Line by line, transcribe the material shown below exactly.

══════════

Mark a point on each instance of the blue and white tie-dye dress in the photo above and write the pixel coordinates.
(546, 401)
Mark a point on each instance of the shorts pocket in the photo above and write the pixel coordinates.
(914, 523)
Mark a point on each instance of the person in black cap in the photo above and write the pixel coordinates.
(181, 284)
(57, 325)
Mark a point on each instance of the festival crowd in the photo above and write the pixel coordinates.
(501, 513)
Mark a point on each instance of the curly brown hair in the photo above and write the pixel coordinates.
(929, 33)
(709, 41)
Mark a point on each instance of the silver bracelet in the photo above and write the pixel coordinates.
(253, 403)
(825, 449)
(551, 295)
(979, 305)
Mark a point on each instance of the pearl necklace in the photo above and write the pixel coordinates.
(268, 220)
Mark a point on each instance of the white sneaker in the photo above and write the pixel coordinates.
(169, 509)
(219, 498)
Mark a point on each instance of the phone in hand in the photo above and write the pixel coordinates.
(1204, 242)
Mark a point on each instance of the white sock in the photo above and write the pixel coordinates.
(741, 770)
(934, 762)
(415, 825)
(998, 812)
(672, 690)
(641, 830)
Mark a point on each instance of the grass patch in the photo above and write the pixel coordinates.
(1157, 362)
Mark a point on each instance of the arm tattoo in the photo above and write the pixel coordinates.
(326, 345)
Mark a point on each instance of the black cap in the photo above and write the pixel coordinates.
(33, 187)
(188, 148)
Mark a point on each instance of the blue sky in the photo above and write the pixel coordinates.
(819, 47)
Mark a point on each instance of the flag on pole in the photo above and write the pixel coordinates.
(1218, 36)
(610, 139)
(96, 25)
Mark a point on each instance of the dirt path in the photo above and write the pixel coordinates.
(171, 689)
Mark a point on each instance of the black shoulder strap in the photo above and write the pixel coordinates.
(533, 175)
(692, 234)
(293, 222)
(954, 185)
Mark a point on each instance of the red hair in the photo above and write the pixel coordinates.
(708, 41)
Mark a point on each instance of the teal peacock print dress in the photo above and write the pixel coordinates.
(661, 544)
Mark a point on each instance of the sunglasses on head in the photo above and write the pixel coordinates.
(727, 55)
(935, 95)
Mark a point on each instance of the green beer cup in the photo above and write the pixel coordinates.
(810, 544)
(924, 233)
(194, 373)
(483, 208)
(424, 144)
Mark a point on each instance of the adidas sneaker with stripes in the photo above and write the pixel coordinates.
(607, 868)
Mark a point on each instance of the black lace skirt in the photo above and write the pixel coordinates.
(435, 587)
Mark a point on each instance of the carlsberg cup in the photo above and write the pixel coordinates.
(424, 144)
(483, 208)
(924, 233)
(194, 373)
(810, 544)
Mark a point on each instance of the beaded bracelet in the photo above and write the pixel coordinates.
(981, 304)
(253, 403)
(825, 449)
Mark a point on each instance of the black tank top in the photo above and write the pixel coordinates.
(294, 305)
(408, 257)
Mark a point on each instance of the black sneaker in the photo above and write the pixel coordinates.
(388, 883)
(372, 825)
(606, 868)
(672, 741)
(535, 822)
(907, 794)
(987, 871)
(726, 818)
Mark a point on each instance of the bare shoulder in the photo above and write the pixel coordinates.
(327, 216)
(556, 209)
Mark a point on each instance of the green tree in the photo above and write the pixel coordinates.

══════════

ANSWER FOR THIS EXERCISE:
Mark a point on each instance of the blue and white tie-dye dress in the photo above and write the pixel coordinates.
(546, 401)
Mark a point on each instance of the shorts pocket in the photo above and write the pixel coordinates.
(914, 523)
Mark a point on each instance of the person in black cap in the photo above and write the pixel coordinates.
(181, 284)
(57, 325)
Mark a point on each instance of the festival crowd in the photo above and write the pixel coordinates.
(501, 513)
Mark a point on each instance of the curly brown hair in the photo above and write the pixel coordinates.
(929, 33)
(709, 41)
Mark a point on each instance of the silver bracelet in the photo above and write the pixel coordinates.
(253, 403)
(825, 449)
(551, 295)
(979, 305)
Mark a point on each instance of the pearl necklace in the photo above and write the pixel coordinates.
(268, 220)
Mark a point on each instance of the white sneaker in the photo above and write the pixel coordinates.
(169, 509)
(219, 498)
Mark a point on each instance of the phone in hand in the photo above and write the pixel coordinates.
(1204, 242)
Mark a point on each instance of the white sock in the photo above and write the pixel coordinates.
(741, 770)
(934, 762)
(415, 825)
(998, 812)
(672, 690)
(641, 830)
Mark a point on each instance of the grass patch in the photo above and write the pixel coordinates.
(1157, 362)
Mark a point on each instance of the arm tattoo in the photo above and write the pixel coordinates.
(326, 345)
Mark a point on each instance of the black cap in the photo above and write the pixel coordinates.
(33, 187)
(188, 148)
Mark a point on each instance of the blue sky in the photo above and write the pixel coordinates.
(819, 47)
Mark a point on each instance of the flag on pole in the photo above and write the pixel coordinates.
(1218, 36)
(610, 139)
(96, 25)
Mark a point on each instance of the dirt path in the photo above and write the pixel coordinates.
(171, 689)
Mark a point on each instance of the black shoulder strap in the photo above and write the pixel coordinates.
(533, 175)
(692, 234)
(293, 222)
(954, 185)
Mark a point on each instance of the red hair in the photo above and write the pixel coordinates.
(708, 41)
Mark a point on each instance of the teal peacock print dress in the photo above and write the pixel coordinates.
(661, 544)
Mark a point on each instance of the sunglasses on head in the photo above and write the pixel coordinates.
(727, 55)
(935, 95)
Mark a point on each instance of the green beer cup in the photo above and write the pixel coordinates.
(810, 544)
(924, 233)
(194, 373)
(483, 208)
(424, 144)
Mark a point on each instance of the adidas sneaker with stripes in the photo above and write the pixel coordinates.
(607, 868)
Mark a point on each instance of the black lace skirt in the photo above and write the pixel coordinates.
(435, 587)
Mark a point on each instance of the carlsberg cup in the photo above and write the pixel coordinates.
(424, 144)
(483, 208)
(924, 233)
(194, 373)
(810, 544)
Mark a point on each instance of the beaded bracelet in the photo above and write the pixel coordinates.
(981, 304)
(253, 403)
(825, 449)
Mark a point on each instance of the black tank top in the photo above and write the pixel coordinates.
(294, 305)
(408, 257)
Mark a point on each instance of the black sneaker in the photo above and write the pixel coordinates.
(388, 883)
(372, 825)
(606, 868)
(672, 741)
(535, 822)
(907, 794)
(987, 871)
(726, 818)
Mark a point on each instance of the bare shoulder in the photo above and write the pixel coordinates.
(327, 216)
(556, 209)
Mark a point on each instance of the green tree in the photo above and write the pixel coordinates.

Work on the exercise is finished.